--- EXERCISE DETAILS ---
Output the full listing again without altering anything.

--- RECORDS TO PROCESS ---
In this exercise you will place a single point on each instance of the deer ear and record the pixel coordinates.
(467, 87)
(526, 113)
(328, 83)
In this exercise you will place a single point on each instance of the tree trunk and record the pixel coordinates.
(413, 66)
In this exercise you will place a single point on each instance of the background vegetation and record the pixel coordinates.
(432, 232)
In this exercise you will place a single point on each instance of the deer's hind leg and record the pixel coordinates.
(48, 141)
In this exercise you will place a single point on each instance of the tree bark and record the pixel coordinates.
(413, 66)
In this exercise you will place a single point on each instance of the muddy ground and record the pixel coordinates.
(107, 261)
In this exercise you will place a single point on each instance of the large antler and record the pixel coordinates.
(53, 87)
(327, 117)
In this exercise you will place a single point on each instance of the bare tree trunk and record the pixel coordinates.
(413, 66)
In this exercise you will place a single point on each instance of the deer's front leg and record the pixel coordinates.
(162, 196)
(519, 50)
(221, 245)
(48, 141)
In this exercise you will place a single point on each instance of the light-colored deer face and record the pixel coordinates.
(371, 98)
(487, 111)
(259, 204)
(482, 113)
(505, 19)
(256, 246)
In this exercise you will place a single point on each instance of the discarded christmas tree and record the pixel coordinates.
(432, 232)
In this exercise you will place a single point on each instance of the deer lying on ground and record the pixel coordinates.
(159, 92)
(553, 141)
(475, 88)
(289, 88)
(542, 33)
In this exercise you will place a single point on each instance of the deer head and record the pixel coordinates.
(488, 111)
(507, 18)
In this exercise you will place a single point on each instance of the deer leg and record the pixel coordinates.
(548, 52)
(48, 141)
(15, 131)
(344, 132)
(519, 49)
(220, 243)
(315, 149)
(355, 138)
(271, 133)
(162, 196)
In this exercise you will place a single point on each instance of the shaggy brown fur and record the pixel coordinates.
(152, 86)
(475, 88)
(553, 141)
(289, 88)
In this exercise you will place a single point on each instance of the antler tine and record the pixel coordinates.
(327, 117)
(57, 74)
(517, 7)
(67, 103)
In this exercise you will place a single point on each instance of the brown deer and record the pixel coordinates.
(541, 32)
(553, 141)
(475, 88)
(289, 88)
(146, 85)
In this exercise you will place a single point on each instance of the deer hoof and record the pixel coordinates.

--- ANSWER FOR THIS EXERCISE ---
In this exercise you will place a single point on each instance of the deer ear and record the pixel coordinates.
(467, 87)
(526, 113)
(328, 83)
In this exercise you will place a single point on each instance of the tree trunk and record the pixel coordinates.
(413, 66)
In this exercise you will place a single point on each instance of the background vegetation and record the pixel coordinates.
(432, 232)
In this exercise you will place a single point on each instance of the deer's hind leg and record the pixel coordinates.
(48, 141)
In this exercise you will place a single point on each instance of the tree bark and record the pixel coordinates.
(413, 66)
In this exercise you will place a single point on each instance of the muddy ground and record the pixel coordinates.
(107, 261)
In this exercise you will place a single point on each instance of the large antler and record the pixel coordinates.
(53, 87)
(327, 117)
In this exercise you will place a single point on each instance of the bare tree trunk and record the pixel coordinates.
(413, 66)
In this exercise you will place a single point on each instance of the deer's front leg and record the pixel coordinates.
(162, 196)
(519, 50)
(221, 245)
(48, 141)
In this exercise you will place a single point on each instance of the light-colored deer face and record the pixel coordinates.
(371, 98)
(487, 111)
(259, 204)
(482, 113)
(505, 19)
(256, 246)
In this exercise you will place a single point on each instance of the discarded christmas tree and record the pixel coordinates.
(432, 232)
In this exercise you will place a single point on each instance of the deer lying on ground and record the pixel coordinates.
(159, 92)
(553, 141)
(475, 88)
(289, 88)
(542, 33)
In this exercise you will place a single point on each instance of the deer head and record the pixel coordinates.
(488, 111)
(507, 18)
In this exercise you will place a single point on each instance of the deer leg and record the pixel coordinates.
(548, 52)
(48, 141)
(15, 131)
(344, 132)
(519, 49)
(220, 243)
(315, 149)
(355, 138)
(271, 133)
(162, 196)
In this exercise you will place a single point on each instance of the shaggy brown fur and record the pixel coordinates.
(152, 86)
(475, 88)
(553, 141)
(289, 88)
In this exercise you will place a single point on each instance of the antler tine and record the pixel coordinates.
(327, 117)
(57, 74)
(517, 7)
(67, 103)
In this exercise you will place a single point on each instance of the brown deer and record the pixel coordinates.
(541, 32)
(553, 141)
(475, 88)
(289, 88)
(146, 85)
In this exercise you will place a single point on each instance of the deer hoof and record the pixel coordinates.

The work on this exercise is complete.